*Prompt*.
List each line in the records below that contains the word "floodwater".

*Task data*.
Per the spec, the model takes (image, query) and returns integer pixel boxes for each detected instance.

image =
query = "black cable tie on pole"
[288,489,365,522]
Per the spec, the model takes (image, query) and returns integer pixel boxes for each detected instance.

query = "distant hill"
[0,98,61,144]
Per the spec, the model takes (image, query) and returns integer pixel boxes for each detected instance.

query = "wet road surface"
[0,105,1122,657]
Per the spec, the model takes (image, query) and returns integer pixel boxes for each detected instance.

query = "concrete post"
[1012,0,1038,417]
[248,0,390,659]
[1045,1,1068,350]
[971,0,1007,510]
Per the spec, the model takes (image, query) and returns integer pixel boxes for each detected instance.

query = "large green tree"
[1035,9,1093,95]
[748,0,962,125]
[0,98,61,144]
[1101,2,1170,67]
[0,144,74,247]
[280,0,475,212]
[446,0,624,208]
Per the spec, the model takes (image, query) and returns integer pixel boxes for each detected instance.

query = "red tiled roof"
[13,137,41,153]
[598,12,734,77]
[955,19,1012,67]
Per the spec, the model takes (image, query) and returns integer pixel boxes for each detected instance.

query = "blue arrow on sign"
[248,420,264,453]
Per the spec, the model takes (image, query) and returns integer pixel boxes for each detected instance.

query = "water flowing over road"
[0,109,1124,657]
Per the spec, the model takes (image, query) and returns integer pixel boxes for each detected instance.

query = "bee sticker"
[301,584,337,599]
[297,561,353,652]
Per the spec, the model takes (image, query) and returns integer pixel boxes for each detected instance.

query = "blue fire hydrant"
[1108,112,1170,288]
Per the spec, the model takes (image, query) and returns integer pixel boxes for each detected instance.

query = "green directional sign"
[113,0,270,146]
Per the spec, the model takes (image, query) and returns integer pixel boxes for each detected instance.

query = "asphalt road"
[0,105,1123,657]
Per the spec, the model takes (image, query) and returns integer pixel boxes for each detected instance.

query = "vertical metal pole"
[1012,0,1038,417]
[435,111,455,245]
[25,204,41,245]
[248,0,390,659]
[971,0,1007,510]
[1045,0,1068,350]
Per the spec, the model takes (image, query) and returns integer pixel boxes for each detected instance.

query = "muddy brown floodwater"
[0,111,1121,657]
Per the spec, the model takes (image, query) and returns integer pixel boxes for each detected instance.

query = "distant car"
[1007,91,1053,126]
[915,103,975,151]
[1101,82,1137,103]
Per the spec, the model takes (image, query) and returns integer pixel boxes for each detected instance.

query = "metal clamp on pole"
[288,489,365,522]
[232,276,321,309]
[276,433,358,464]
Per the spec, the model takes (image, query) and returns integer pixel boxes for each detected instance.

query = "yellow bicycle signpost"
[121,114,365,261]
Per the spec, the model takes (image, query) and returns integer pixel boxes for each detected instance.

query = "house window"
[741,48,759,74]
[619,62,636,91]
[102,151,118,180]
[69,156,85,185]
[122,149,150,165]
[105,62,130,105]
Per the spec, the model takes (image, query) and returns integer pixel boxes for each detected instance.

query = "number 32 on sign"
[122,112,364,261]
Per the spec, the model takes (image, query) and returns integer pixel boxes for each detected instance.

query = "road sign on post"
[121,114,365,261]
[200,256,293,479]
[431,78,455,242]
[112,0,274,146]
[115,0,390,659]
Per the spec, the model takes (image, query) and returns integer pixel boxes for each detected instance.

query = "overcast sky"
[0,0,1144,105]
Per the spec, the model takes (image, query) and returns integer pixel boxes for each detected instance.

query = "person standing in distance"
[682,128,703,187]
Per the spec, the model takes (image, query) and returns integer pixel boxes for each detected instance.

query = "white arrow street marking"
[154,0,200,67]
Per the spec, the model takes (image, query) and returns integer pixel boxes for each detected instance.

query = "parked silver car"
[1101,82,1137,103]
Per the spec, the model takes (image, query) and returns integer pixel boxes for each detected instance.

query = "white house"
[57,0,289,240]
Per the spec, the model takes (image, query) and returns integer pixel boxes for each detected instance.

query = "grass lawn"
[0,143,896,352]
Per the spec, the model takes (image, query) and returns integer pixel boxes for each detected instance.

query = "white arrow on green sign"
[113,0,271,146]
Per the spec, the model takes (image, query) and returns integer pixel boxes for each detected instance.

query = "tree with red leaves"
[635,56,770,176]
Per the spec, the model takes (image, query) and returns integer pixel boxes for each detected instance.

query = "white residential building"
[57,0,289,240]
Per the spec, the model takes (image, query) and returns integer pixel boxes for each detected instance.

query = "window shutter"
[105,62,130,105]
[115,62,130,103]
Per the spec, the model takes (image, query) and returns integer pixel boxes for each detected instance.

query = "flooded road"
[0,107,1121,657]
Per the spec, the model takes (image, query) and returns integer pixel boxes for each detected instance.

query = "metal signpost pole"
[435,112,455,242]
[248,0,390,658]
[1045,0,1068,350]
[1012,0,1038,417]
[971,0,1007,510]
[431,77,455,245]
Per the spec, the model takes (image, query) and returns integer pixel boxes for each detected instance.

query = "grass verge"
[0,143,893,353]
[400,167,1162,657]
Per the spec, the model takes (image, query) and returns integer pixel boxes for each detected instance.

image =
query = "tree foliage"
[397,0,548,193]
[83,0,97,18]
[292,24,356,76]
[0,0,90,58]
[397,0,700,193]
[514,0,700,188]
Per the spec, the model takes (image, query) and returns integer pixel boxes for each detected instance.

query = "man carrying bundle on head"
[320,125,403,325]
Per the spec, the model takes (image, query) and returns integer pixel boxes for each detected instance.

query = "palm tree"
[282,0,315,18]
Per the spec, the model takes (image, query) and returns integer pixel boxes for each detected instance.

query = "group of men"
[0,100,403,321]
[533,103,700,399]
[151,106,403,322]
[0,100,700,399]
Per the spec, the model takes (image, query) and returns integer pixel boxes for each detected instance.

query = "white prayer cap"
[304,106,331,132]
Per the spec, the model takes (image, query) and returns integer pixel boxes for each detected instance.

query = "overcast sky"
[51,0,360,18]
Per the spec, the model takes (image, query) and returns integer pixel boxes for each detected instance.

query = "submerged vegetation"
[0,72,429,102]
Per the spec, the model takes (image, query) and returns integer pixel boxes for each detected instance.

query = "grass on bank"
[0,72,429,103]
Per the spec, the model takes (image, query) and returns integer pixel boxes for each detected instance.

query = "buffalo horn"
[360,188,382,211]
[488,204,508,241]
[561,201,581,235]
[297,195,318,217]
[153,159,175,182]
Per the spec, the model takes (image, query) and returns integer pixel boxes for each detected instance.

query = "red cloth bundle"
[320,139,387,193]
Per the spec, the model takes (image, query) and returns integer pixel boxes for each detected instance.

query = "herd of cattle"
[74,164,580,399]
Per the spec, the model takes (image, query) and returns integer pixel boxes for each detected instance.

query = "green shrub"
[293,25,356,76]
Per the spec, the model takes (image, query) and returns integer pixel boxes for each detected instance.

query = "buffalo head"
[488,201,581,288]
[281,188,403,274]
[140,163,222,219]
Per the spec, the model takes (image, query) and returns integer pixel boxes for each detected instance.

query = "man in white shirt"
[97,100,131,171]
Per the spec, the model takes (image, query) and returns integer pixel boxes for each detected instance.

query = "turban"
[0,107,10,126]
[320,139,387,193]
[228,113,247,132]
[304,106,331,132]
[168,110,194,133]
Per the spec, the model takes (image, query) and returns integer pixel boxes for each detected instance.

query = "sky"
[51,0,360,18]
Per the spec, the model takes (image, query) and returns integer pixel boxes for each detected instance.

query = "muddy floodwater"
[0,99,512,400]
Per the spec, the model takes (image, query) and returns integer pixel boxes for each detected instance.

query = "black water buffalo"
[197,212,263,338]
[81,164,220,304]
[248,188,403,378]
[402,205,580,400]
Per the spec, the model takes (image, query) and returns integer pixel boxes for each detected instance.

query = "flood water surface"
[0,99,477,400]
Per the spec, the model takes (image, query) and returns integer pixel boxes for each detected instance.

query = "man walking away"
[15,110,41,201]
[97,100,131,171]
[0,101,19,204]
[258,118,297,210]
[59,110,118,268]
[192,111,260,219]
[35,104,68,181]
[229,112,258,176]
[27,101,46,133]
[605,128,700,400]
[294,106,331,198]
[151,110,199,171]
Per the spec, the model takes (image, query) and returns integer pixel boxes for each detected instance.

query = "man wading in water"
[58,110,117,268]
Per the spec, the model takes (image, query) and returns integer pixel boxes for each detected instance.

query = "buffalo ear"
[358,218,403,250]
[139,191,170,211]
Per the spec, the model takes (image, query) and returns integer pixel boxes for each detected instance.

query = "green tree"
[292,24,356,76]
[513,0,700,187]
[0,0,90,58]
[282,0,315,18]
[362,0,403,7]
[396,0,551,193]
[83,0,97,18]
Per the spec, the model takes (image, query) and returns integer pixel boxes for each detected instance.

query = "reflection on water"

*Reply*.
query = "muddy brown floodwater"
query = "muddy floodwater"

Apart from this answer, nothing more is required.